Start Excerpted text

Just a reminder to everyone that this is replacing a configuration
which would in any case result in double caching, because without the
localio change, it would end up being a loopback mount through the NFS
server.

Use of O_DIRECT to xfs would impose alignment requirements by the lower
filesystem that are not being followed by the upper filesystem. A
"remedy" where we fall back to disabling localio if there is no
alignment won't fix anything. You will now have added the extra nfsd
layer back in, and so have the extra networking overhead in addition to
the memory management problems you were trying to solve with O_DIRECT.
Dave Chinner July 2, 2024, 1:04 p.m. UTC | #5
On Tue, Jul 02, 2024 at 12:33:53PM +0000, Trond Myklebust wrote:
> On Mon, 2024-07-01 at 10:13 -0400, Mike Snitzer wrote:
> > On Mon, Jul 01, 2024 at 09:46:36AM +1000, Dave Chinner wrote:
> > > IMO, the only sane way to ensure this sort of nested "back-end page
> > > cleaning submits front-end IO filesystem IO" mechanism works is to
> > > do something similar to the loop device. You most definitely don't
> > > want to be doing buffered IO (double caching is almost always bad)
> > > and you want to be doing async direct IO so that the submission
> > > thread is not waiting on completion before the next IO is
> > > submitted.
> > 
> > Yes, follow-on work is for me to revive the directio path for localio
> > that ultimately wasn't pursued (or properly wired up) because it
> > creates DIO alignment requirements on NFS client IO:
> > https://git.kernel.org/pub/scm/linux/kernel/git/snitzer/linux.git/commit/?h=nfs-localio-for-6.11-testing&id=f6c9f51fca819a8af595a4eb94811c1f90051eab

I don't follow - this is page cache writeback. All the write IO from
the bdi flusher thread should be page aligned, right? So why does DIO
alignment matter here?

> > But underlying filesystems (like XFS) have the appropriate checks, we
> > just need to fail gracefully and disable NFS localio if the IO is
> > misaligned.
> > 
> 
> Just a reminder to everyone that this is replacing a configuration
> which would in any case result in double caching, because without the
> localio change, it would end up being a loopback mount through the NFS
> server.

Sure. That doesn't mean double caching is desirable and it's
something we try should avoid if we trying to design a fast
server bypass mechanism.

-Dave.
Trond Myklebust July 2, 2024, 2 p.m. UTC | #6
On Tue, 2024-07-02 at 23:04 +1000, Dave Chinner wrote:
> On Tue, Jul 02, 2024 at 12:33:53PM +0000, Trond Myklebust wrote:
> > On Mon, 2024-07-01 at 10:13 -0400, Mike Snitzer wrote:
> > > On Mon, Jul 01, 2024 at 09:46:36AM +1000, Dave Chinner wrote:
> > > > IMO, the only sane way to ensure this sort of nested "back-end
> > > > page
> > > > cleaning submits front-end IO filesystem IO" mechanism works is
> > > > to
> > > > do something similar to the loop device. You most definitely
> > > > don't
> > > > want to be doing buffered IO (double caching is almost always
> > > > bad)

End Excerpted text

* [Given problem 1] According to the mailing-list excerpt, what would the configuration end up being without the localio change?
* [Given problem 2] Extract each line of the records that contains the word "every".
The mailing-list excerpt and the records are unrelated to each other.

Start Data records

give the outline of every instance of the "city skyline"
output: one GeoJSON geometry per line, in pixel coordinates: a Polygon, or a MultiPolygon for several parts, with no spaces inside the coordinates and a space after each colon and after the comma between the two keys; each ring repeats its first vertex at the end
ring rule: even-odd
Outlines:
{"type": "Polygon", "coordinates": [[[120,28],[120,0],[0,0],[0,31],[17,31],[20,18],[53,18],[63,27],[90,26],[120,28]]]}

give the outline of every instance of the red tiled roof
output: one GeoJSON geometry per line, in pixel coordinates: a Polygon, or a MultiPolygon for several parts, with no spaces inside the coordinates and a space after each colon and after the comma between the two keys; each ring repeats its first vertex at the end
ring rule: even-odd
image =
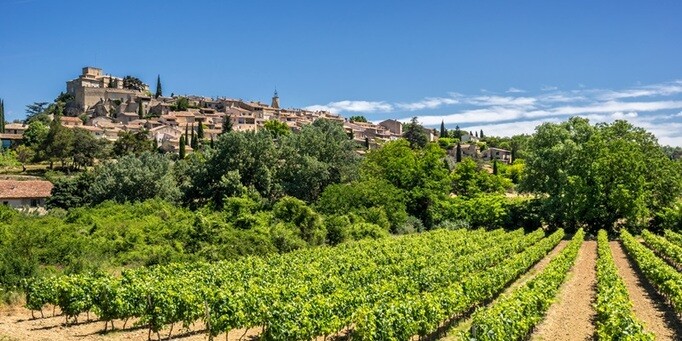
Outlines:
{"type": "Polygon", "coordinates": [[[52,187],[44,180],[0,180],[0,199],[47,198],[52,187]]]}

End Data records
Start Data records

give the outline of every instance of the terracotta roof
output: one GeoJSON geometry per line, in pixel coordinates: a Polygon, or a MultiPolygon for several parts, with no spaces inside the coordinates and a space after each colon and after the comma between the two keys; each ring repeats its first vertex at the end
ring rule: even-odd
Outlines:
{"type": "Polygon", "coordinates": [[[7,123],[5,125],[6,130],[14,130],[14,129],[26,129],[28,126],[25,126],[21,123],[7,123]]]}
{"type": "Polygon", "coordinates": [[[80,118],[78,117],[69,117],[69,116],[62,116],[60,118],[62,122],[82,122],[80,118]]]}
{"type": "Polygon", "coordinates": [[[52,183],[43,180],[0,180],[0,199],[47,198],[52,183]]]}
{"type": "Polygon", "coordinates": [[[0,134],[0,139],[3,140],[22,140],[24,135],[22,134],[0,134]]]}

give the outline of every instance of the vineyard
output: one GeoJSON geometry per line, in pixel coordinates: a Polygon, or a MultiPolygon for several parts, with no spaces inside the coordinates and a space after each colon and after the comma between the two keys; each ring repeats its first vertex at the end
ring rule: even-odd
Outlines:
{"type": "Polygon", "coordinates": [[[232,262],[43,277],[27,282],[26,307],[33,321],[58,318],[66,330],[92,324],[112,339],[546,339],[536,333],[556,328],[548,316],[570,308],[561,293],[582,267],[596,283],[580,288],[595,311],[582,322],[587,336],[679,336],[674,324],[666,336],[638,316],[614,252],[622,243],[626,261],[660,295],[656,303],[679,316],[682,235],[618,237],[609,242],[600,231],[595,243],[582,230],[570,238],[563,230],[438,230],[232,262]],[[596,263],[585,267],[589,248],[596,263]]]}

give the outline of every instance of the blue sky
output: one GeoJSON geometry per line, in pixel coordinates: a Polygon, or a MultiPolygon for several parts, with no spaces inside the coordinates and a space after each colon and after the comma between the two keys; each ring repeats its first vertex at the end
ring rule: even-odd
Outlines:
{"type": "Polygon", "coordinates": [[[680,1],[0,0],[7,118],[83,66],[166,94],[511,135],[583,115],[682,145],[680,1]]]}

End Data records

* [Answer 1] A loopback mount through the NFS server.

* [Answer 2]
give the outline of every instance of the "city skyline"
give the outline of every instance of the red tiled roof
give the outline of every instance of the terracotta roof
give the outline of every instance of the vineyard
give the outline of every instance of the blue sky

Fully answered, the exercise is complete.